## Problem description
Take the part of the records below that opens with the line containing "Each instance of the gravel" and closes with the line containing "[(494, 448)]". Write those lines out again with "rocky ground" swapped for "stony ground" and nothing else changed.

## Provided entries
>> BEGIN
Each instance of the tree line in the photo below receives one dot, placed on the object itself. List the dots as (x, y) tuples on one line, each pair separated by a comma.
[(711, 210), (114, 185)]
>> END
>> BEGIN
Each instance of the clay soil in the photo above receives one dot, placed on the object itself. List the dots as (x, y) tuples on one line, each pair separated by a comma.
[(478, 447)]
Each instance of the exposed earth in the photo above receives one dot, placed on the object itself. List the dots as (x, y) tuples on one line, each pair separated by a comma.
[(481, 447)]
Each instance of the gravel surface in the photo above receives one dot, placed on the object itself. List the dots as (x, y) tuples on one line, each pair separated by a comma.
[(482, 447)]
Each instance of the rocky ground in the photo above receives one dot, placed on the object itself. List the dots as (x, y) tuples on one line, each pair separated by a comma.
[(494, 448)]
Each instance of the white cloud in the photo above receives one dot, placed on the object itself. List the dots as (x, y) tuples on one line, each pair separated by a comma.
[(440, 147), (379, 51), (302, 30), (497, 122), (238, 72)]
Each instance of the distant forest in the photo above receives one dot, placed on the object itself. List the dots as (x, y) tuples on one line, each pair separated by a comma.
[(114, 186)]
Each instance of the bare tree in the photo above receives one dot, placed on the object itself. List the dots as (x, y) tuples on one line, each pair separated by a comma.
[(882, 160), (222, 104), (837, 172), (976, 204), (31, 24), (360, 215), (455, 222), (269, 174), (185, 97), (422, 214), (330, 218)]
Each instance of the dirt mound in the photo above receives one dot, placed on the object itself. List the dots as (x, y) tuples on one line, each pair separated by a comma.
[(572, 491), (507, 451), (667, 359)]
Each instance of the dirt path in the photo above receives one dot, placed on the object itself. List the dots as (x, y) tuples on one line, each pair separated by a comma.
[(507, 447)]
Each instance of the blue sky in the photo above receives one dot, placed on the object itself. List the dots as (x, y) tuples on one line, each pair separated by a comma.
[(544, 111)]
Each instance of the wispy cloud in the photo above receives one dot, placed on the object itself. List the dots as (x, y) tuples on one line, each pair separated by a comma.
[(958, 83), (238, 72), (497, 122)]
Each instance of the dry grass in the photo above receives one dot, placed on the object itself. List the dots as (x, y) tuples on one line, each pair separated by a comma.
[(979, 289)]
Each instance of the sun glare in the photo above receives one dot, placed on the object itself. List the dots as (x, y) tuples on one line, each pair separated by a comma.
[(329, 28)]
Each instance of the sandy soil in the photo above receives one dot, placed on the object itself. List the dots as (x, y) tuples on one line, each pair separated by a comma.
>> END
## Reply
Each instance of the gravel surface in the photo above receives one dot, placed on the object itself. List the dots as (x, y) tuples on one line, each pair separated by a comma.
[(482, 447)]
Each instance of the stony ground in the photo above receives one dot, placed on the object itself. List the dots as (x, y) tuples on one line, each pair separated by a comma.
[(494, 448)]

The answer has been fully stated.